[Items from a dataset]
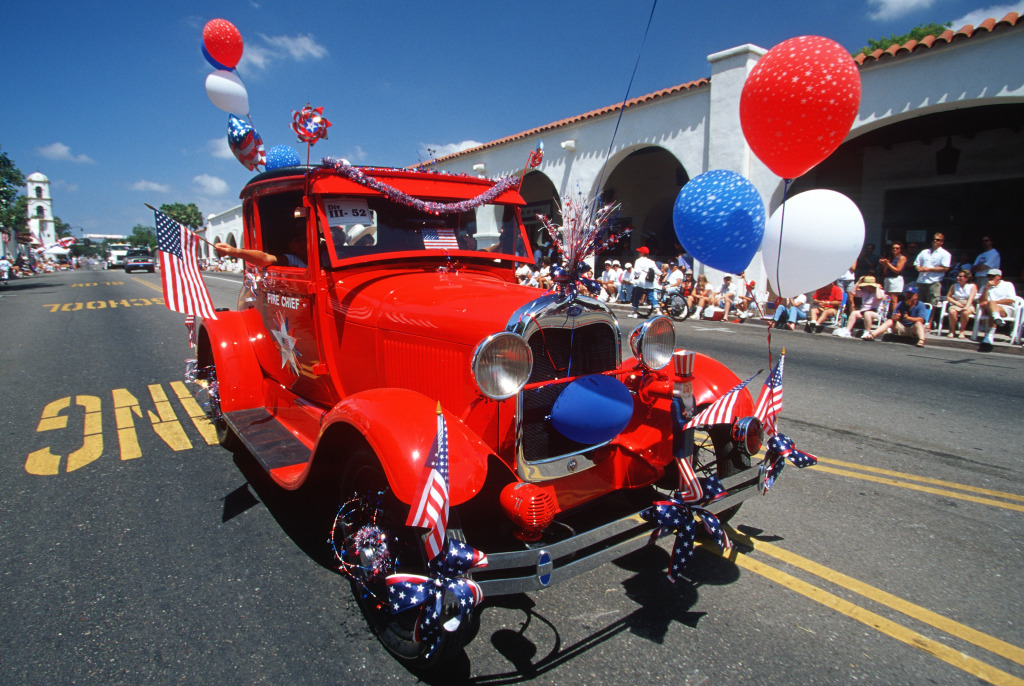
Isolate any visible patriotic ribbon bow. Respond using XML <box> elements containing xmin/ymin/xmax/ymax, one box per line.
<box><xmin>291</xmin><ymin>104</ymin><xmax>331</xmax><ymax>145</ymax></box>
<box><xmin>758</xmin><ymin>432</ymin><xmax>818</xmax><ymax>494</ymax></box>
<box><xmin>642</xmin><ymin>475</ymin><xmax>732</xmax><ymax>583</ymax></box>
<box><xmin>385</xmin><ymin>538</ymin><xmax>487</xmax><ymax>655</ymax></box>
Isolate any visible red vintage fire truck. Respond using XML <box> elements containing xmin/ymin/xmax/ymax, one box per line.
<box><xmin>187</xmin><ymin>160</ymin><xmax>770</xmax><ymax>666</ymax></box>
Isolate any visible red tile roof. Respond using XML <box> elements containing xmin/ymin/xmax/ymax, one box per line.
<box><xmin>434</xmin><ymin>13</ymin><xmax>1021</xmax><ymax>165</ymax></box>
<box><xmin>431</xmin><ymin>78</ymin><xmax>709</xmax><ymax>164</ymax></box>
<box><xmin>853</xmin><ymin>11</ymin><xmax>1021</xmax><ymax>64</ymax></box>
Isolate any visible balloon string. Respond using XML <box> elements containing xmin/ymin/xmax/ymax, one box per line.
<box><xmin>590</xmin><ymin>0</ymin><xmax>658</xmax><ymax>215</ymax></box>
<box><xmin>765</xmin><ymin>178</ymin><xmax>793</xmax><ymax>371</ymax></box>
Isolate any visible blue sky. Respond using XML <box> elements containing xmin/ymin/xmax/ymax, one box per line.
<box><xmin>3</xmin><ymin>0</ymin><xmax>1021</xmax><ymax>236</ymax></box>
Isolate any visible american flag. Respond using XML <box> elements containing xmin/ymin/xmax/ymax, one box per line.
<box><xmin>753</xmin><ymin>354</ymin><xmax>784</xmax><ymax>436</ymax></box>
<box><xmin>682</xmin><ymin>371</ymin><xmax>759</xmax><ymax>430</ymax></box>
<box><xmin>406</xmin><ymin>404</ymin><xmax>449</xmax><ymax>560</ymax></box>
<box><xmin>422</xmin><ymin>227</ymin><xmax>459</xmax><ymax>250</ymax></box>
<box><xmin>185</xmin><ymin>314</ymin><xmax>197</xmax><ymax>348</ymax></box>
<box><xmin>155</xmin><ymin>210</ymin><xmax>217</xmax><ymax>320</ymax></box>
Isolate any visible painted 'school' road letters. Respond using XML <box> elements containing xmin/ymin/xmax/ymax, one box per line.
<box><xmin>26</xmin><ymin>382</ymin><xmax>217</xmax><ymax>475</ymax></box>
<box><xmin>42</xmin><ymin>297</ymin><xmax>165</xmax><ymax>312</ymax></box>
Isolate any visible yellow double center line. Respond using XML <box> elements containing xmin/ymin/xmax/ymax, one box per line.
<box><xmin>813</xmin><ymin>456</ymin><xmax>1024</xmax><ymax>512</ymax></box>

---

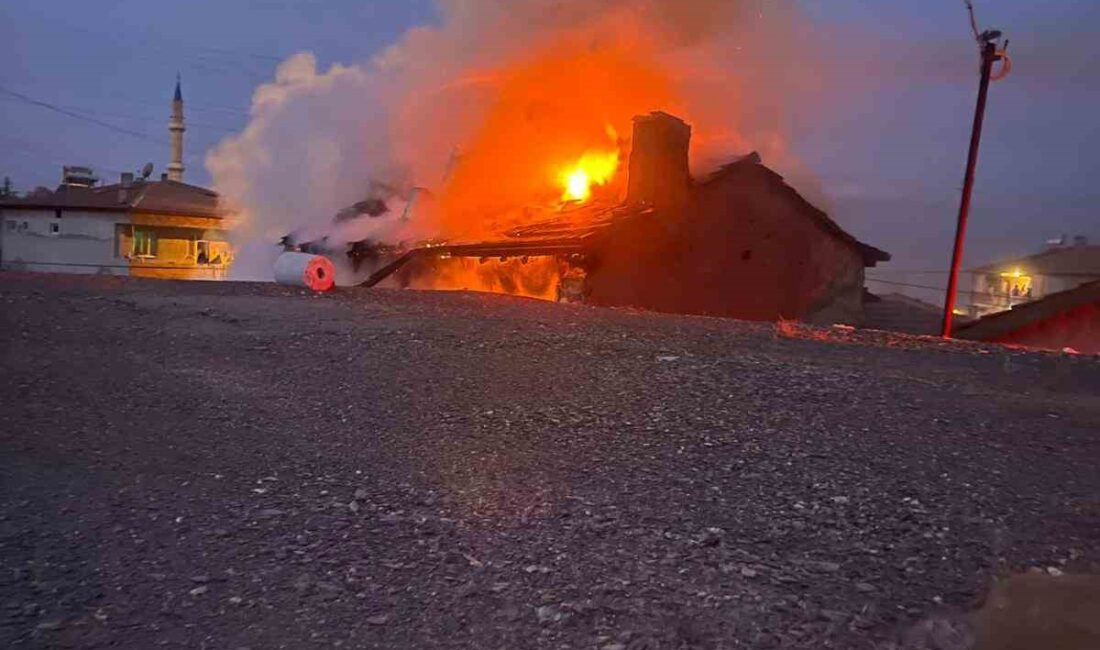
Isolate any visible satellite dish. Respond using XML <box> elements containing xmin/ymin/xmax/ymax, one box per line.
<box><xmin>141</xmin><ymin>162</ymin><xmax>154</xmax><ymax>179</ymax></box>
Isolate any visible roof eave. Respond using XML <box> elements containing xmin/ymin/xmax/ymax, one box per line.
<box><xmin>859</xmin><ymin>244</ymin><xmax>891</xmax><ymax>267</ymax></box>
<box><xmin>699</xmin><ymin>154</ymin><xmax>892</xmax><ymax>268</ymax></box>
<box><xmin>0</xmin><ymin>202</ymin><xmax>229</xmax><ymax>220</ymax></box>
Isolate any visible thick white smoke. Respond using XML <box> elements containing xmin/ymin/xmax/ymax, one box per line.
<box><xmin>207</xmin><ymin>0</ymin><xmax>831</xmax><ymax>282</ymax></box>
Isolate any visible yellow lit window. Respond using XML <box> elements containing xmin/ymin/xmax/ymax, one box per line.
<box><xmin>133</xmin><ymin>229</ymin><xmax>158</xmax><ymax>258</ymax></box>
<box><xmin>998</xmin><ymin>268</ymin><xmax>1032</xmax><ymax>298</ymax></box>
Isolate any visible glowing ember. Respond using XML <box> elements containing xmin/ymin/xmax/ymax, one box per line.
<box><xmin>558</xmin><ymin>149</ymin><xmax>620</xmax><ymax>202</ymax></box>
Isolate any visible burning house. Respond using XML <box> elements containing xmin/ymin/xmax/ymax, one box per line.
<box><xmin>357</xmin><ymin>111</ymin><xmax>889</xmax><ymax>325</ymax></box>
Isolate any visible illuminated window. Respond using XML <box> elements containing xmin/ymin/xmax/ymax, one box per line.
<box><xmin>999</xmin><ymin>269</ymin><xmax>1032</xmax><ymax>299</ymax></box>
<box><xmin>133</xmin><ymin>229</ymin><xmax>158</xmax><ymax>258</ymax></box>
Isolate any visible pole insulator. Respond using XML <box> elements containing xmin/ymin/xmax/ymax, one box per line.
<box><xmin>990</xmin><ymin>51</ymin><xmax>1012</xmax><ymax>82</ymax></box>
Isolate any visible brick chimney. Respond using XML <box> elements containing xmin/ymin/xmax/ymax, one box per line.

Prompt:
From the entries above, write out only the lines starting at the line that holds "Isolate any visible burning" and ending at the line that holds "Isolate any visible brick", keeping both and matching them exactly.

Response area:
Isolate any visible burning house. Respond using XML <box> elements containing xmin/ymin/xmax/ymax, one box per line.
<box><xmin>357</xmin><ymin>111</ymin><xmax>889</xmax><ymax>325</ymax></box>
Isolate any visible illuminated window. Respond using XML <box> elements containing xmin/ymin/xmax/ymax, one box per line.
<box><xmin>999</xmin><ymin>269</ymin><xmax>1032</xmax><ymax>299</ymax></box>
<box><xmin>133</xmin><ymin>229</ymin><xmax>158</xmax><ymax>258</ymax></box>
Isolate any visible pole insulator. Respond using XML <box> elements containing xmin/ymin/xmax/ymax, one box per line.
<box><xmin>990</xmin><ymin>51</ymin><xmax>1012</xmax><ymax>82</ymax></box>
Isolate any visible brick chimney. Respond using XML <box> elements containing xmin/ymin/xmax/ymax, one box per line.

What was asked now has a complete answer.